Please render the material below as a JSON list of strings, with one string per line and no blank lines.

++++

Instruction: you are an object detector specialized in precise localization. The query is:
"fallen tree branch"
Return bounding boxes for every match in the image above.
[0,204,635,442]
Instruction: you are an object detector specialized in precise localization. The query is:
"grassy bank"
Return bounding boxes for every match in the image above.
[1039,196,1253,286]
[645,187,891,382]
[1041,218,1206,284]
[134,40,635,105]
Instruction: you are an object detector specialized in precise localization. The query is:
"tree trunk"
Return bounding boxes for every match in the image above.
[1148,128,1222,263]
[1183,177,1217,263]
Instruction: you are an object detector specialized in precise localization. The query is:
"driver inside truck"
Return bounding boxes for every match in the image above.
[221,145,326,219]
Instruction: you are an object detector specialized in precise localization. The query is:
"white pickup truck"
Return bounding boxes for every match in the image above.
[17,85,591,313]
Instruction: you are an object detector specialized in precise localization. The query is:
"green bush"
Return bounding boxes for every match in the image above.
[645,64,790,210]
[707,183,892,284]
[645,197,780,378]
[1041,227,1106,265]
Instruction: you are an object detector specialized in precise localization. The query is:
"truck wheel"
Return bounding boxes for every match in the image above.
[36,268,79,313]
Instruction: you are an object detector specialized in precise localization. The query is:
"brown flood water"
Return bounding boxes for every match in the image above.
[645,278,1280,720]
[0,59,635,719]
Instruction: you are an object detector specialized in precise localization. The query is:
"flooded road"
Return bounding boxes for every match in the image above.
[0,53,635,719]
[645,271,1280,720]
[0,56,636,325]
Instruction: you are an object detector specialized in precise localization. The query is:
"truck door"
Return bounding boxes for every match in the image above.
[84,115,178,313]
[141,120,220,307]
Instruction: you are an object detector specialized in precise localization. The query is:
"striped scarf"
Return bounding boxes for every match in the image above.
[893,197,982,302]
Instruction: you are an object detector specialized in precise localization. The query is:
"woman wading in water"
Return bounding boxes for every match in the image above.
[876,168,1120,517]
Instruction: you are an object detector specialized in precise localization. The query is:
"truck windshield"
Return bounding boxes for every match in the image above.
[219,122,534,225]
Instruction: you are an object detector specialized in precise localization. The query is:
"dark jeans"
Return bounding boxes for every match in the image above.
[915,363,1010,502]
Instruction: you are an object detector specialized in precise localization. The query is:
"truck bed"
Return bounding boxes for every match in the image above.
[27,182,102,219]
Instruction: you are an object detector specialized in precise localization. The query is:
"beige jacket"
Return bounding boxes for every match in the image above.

++++

## [Answer below]
[
  "Instruction: you are an object detector specialized in precise localization. The query is:",
  "\"fallen tree branch\"",
  "Return bounding boxes for every match in the image above.",
  "[0,204,635,442]",
  "Instruction: you are an object detector specialized in precise localization. The query is:",
  "\"grassy bank\"",
  "Return bounding boxes for every match in the image above.",
  "[1039,196,1253,286]",
  "[645,187,891,382]",
  "[1041,218,1206,284]",
  "[134,40,635,105]",
  "Instruction: you are an object detector specialized in precise localization. The query is:",
  "\"tree trunk\"",
  "Return bounding boxes for every match in the image above.",
  "[1148,128,1222,263]",
  "[1183,177,1217,263]",
  "Instruction: you are an object detector specialized in precise localization. The query is:",
  "\"driver inside truck\"",
  "Return bounding boxes for every match in the image above.",
  "[221,145,326,219]",
  "Instruction: you are an object detector specialized in precise localization. The query is:",
  "\"white pickup truck\"",
  "Return bounding boxes for every match in the image above.",
  "[17,85,591,313]",
  "Instruction: you are an object detector specialized in precise localization. The query is:",
  "\"green bush\"",
  "Return bounding boxes for every match in the image above.",
  "[645,64,790,210]",
  "[707,183,892,284]",
  "[645,197,780,378]",
  "[1041,227,1106,265]",
  "Instruction: you are an object detector specialized in precise localization. The query is:",
  "\"truck wheel\"",
  "Return bounding boxes for every match in the image above.",
  "[36,268,79,313]",
  "Instruction: you are an object detector specialized in precise localization. The query is:",
  "\"brown flood water\"",
  "Return bounding boxes for every match in the image above.",
  "[645,278,1280,720]",
  "[0,59,635,719]",
  "Instruction: you are an object detector specialized in precise localization. The query is:",
  "\"flooded road\"",
  "Return bounding boxes for every match in the image above.",
  "[0,53,635,719]",
  "[645,271,1280,720]",
  "[0,56,636,325]",
  "Instruction: you are an object detector specialized in precise localization. The query is:",
  "\"truck door\"",
  "Return bounding boxes for every match in the image above.",
  "[84,115,178,313]",
  "[141,120,220,307]",
  "Instruction: you are an object detector specialized in precise localization. The query is:",
  "\"striped scarf\"",
  "Return bounding boxes for every match in the image above.",
  "[893,197,982,302]",
  "Instruction: you are an object detector specialized in precise localization. The query is:",
  "\"woman wading in water\"",
  "Return bounding boxes for every match in the image above.",
  "[876,168,1120,517]",
  "Instruction: you are an object detector specialized in precise localization. The query is:",
  "\"truck windshield\"",
  "Return bounding boxes for every match in the image above.",
  "[219,122,534,225]",
  "Instruction: you are an object detector specialized in precise localization. The query is:",
  "\"dark jeans\"",
  "Return bounding boxes for every match in the image above.",
  "[915,363,1010,502]",
  "Instruction: you are an object detector specialized in precise localization. The query is:",
  "\"truck bed\"",
  "Return bounding boxes for every match in the image above.",
  "[27,182,102,219]",
  "Instruction: you are an object detector specialized in precise localization. The query is:",
  "\"beige jacket\"",
  "Return bounding boxes for every match in the image above."
]